JustFacts

June 2016
Research and Statistics Division

Family Structure in Canada

This fact sheet is based on the Census (2011) and contains data from custom tabulations from Statistics Canada.

For the first time in 2011, the number of common-law couple families surpassed the number of lone-parent families

In 2011, married couple families remained the predominant family structure (67%).

In 2011, the number of common-law couple families (1,567,910) surpassed the number of lone-parent families (1,527,840) for the first time. Common-law couples represented 16.7% of all census families, while lone-parent families represented 16.3%.

Family Type as a Proportion of all Families (2011)

Family Type as a Proportion of all Families (2011)

Description

Pie chart describing the proportion of all family types

  • Married couples without children - 35.1%
  • Married couples with children - 31.9%
  • Common law couples without children - 9.4%
  • Common law couples with children - 7.3%
  • Lone-parent families - 16.3%

Source: Statistics Canada, Census 2011

87% of couples with children lived in intact families

Of the 3,684,675 couples with children in 2011Footnote 1, 87.4% were intact families-that is, families comprised of two parents and their biological or adopted children- and 12.6% were stepfamilies,Footnote 2.

In Quebec, the number of common-law couple families increased 13.5% between 2006 and 2011

In Quebec, where the high prevalence of common-law couple families has been one of the defining family patterns for years, the number of common-law couple families increased 13.5% between 2006 and 2011 to over 694,750. They accounted for 44.3% of the national total of this type of family structure in 2011.

Trends over time

The number of census families in Canada-married couples, common-law couples and lone-parent families-more than doubled between 1961 and 2011, from 4.1 million families in 1961 to 9.4 million families in 2011Footnote 3.

In 1961, married couples accounted for 91.6% of census families. By 2011, this proportion had declined to 67%. This decrease was mostly a result of the growth of common-law couples.

While the number of married couples rose 19.7% over the 30-year period between 1981 and 2011Footnote 4, the number of common-law couples more than quadrupled.

Common-law couples represented 5.6% of all census families in 1981. Since then, the proportion of common-law couples grew steadily to 16.7% of all census families in 2011.

Between 2006 and 2011, the number of common-law couples rose 13.9%, more than four times the 3.1% increase for married couples. Lone-parent families increased 8.0% over the same period.

Growth was higher for male-led lone-parent families (+16.2%) than for female lone-parent families (+6.0%).

### To do
Answer these questions from the fact sheet on family structure in Canada.
(a) What proportion of all census families were married couple families in 2011?
(b) What share of the national total of common-law couple families did Quebec account for in 2011?
(c) By what percentage did male-led lone-parent families grow between 2006 and 2011?

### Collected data
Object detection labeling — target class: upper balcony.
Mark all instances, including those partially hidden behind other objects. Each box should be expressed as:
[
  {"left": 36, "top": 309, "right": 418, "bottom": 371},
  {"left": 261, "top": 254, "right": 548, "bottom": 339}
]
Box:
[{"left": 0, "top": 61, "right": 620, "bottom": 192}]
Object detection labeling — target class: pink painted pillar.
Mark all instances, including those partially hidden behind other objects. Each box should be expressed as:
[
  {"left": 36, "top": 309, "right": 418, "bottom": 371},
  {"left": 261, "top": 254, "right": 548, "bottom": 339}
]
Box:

...

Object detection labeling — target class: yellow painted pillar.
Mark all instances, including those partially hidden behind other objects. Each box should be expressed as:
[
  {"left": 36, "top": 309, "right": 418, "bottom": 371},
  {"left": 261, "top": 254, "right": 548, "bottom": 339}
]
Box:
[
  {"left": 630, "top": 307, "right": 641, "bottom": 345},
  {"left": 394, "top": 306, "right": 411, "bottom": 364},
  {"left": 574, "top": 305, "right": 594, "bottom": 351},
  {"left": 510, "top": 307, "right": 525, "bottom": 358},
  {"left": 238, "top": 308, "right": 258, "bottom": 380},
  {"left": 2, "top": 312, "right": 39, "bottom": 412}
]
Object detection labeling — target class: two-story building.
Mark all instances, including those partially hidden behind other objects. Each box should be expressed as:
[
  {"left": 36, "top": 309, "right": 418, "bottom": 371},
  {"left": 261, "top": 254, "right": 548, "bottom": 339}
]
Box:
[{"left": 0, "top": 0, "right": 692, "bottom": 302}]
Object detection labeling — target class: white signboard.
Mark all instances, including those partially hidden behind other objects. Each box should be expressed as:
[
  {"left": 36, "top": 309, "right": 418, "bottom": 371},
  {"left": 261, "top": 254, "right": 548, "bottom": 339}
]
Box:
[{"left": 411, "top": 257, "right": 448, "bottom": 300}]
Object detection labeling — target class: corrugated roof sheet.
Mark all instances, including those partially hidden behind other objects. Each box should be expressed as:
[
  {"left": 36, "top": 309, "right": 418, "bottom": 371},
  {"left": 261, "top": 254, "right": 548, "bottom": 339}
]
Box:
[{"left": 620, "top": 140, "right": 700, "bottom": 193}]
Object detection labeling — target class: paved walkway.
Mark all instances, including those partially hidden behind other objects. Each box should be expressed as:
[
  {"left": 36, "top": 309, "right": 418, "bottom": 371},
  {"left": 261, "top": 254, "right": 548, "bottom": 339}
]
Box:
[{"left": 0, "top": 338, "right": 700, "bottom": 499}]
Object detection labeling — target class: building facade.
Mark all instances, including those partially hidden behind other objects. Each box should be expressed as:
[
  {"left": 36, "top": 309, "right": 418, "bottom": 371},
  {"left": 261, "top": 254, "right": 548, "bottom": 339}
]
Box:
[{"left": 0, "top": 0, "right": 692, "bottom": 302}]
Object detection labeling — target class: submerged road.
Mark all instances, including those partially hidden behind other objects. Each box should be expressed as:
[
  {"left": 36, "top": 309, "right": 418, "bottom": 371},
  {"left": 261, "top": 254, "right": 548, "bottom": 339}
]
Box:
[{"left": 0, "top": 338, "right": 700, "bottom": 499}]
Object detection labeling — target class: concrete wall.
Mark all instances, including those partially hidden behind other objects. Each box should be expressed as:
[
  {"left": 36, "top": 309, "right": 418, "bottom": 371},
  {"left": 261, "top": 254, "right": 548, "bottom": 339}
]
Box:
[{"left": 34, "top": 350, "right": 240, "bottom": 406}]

### Solution
(a) 67%
(b) 44.3%
(c) 16.2%